Problem:
Each record that follows is to be duplicated exactly, though its pictures are not.

Information provided:
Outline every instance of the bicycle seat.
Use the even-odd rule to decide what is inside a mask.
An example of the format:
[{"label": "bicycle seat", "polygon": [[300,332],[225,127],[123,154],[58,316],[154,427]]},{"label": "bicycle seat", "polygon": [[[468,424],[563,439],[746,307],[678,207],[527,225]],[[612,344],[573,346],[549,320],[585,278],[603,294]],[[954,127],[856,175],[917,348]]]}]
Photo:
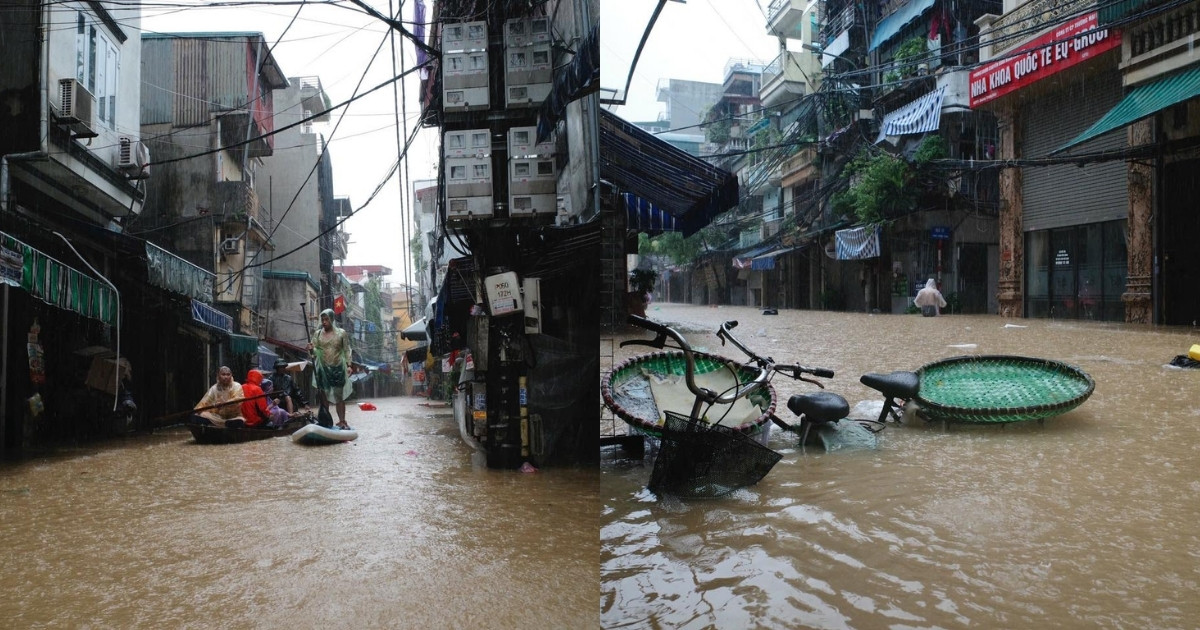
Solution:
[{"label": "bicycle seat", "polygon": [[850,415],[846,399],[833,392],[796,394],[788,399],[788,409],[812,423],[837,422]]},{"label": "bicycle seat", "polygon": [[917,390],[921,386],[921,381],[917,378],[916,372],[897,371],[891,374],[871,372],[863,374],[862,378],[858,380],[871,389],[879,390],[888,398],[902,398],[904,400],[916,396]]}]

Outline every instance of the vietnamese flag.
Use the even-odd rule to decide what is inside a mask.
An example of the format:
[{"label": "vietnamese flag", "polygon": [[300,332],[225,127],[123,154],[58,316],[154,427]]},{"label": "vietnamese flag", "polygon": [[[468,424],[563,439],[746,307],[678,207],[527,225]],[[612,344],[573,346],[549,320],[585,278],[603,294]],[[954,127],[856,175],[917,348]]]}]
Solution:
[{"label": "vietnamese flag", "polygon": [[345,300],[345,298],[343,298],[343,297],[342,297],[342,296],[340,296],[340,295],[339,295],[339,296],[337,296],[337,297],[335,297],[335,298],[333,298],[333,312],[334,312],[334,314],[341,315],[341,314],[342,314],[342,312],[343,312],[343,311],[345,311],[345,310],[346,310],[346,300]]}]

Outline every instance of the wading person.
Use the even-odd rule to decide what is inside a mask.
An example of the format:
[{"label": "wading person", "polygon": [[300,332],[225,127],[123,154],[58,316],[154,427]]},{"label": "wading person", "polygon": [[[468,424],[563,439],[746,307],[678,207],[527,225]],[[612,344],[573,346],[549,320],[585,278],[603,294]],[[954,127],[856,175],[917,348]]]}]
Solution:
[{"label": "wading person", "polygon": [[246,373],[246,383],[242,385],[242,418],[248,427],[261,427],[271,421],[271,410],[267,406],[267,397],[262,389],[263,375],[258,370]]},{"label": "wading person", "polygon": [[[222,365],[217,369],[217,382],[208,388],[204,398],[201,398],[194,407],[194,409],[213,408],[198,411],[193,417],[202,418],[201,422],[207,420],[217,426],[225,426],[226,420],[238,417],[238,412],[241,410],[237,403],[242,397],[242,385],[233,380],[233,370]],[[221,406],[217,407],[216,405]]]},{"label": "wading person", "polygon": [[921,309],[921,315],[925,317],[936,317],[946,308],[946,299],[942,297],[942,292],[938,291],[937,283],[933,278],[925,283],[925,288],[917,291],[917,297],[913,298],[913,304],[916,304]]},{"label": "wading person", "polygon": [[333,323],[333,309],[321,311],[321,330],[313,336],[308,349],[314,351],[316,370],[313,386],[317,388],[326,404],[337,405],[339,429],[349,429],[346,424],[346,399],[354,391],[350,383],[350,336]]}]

Response below:
Outline every instance of the bicycle seat.
Use the even-odd rule to decide what is inside a mask.
An example of the format:
[{"label": "bicycle seat", "polygon": [[300,332],[225,127],[123,154],[58,316],[154,427]]},{"label": "bicycle seat", "polygon": [[[468,424],[563,439],[746,307],[678,207],[527,225]],[[612,344],[573,346],[549,320],[585,278],[603,294]],[[954,127],[856,175],[917,348]]]}]
Photo:
Solution:
[{"label": "bicycle seat", "polygon": [[850,415],[846,399],[833,392],[796,394],[788,399],[788,409],[812,423],[837,422]]},{"label": "bicycle seat", "polygon": [[917,390],[921,386],[921,381],[917,378],[916,372],[897,371],[891,374],[871,372],[863,374],[862,378],[858,380],[871,389],[879,390],[888,398],[902,398],[904,400],[916,396]]}]

Outline every instance of the vietnamese flag.
Use the even-odd rule to decide what is inside a mask.
An example of the format:
[{"label": "vietnamese flag", "polygon": [[300,332],[225,127],[123,154],[58,316],[154,427]]},{"label": "vietnamese flag", "polygon": [[[468,424],[563,439],[746,307],[678,207],[527,225]],[[612,344],[573,346],[549,320],[585,278],[603,294]],[[954,127],[856,175],[917,348]]]}]
Solution:
[{"label": "vietnamese flag", "polygon": [[345,300],[345,298],[343,298],[343,297],[342,297],[342,296],[340,296],[340,295],[339,295],[339,296],[337,296],[337,297],[335,297],[335,298],[333,298],[333,312],[334,312],[334,314],[341,315],[341,314],[342,314],[342,312],[343,312],[343,311],[345,311],[345,310],[346,310],[346,300]]}]

Outline every instance of the wading person.
Use the even-odd rule to decide what is inside a mask.
An example of the format:
[{"label": "wading person", "polygon": [[300,332],[225,127],[123,154],[58,316],[154,427]]},{"label": "wading person", "polygon": [[[468,424],[563,439],[746,307],[678,207],[527,225]],[[612,344],[573,346],[549,320],[585,278],[603,294]],[[954,127],[856,175],[917,348]]]}]
Solution:
[{"label": "wading person", "polygon": [[246,373],[246,383],[242,385],[242,418],[248,427],[261,427],[271,421],[271,410],[267,406],[267,397],[262,389],[263,375],[258,370]]},{"label": "wading person", "polygon": [[[222,365],[217,369],[217,382],[208,388],[204,398],[201,398],[194,407],[194,409],[213,408],[198,411],[193,417],[202,418],[201,422],[207,420],[217,426],[225,426],[226,420],[238,417],[238,412],[241,410],[237,403],[242,397],[242,385],[233,380],[233,370]],[[221,406],[217,407],[216,405]]]},{"label": "wading person", "polygon": [[921,309],[921,315],[925,317],[936,317],[946,308],[946,299],[942,297],[942,292],[938,291],[937,283],[933,278],[925,283],[925,288],[917,291],[917,297],[913,298],[913,304],[916,304]]},{"label": "wading person", "polygon": [[333,323],[333,309],[321,311],[321,330],[313,336],[308,349],[314,351],[316,370],[313,386],[317,388],[326,404],[337,405],[339,429],[349,429],[346,424],[346,399],[354,391],[350,383],[350,336]]}]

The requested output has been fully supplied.